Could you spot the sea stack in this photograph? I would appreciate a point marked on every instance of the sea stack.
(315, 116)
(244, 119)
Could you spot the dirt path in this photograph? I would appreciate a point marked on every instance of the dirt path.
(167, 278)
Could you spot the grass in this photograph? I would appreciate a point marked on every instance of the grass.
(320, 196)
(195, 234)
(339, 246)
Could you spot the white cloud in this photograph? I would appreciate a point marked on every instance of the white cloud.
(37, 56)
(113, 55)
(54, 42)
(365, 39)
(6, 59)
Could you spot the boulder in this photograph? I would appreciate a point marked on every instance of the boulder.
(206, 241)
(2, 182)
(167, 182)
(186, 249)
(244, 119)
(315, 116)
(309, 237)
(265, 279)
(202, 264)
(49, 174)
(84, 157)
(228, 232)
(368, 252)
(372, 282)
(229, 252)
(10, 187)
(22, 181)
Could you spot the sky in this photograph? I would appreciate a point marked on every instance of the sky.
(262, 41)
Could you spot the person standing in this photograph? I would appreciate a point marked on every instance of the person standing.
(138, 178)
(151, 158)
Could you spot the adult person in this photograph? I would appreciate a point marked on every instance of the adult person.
§ §
▶ [Aim]: Reproduce the entire listing above verbatim, line by line, with no alterations.

▶ [Exercise response]:
Could you spot the sea stack in this photograph? I would appreciate a point marked on every instance of the sea stack.
(315, 116)
(244, 119)
Could you spot the dirt path in this photograph? I would appreciate a point marked on every instance of the dirt path.
(167, 278)
Could you spot the grass in this photograph? I would appreciate a point marked on every instance of the grass.
(320, 196)
(195, 234)
(339, 246)
Could you spot the white cloud in this photograph? I would appreciate a point marked on every instance of the white cloud.
(37, 56)
(113, 55)
(54, 42)
(365, 39)
(6, 59)
Could you spot the boulder in this photograph? I would appreciate a point marked on every instance of the boulder.
(206, 241)
(2, 182)
(167, 182)
(186, 249)
(244, 119)
(315, 116)
(309, 237)
(265, 279)
(202, 264)
(49, 174)
(84, 157)
(228, 232)
(368, 252)
(372, 282)
(229, 252)
(10, 187)
(22, 181)
Could you spot the sky in this photograph? I would appreciate a point marked on every instance of the sky.
(262, 41)
Could you spot the person standing in this photograph? I would appreciate a point marked on every instance of the person standing.
(138, 178)
(151, 158)
Could you spot the adult person in this photograph? I would appreciate a point marked on every instance of the adult person.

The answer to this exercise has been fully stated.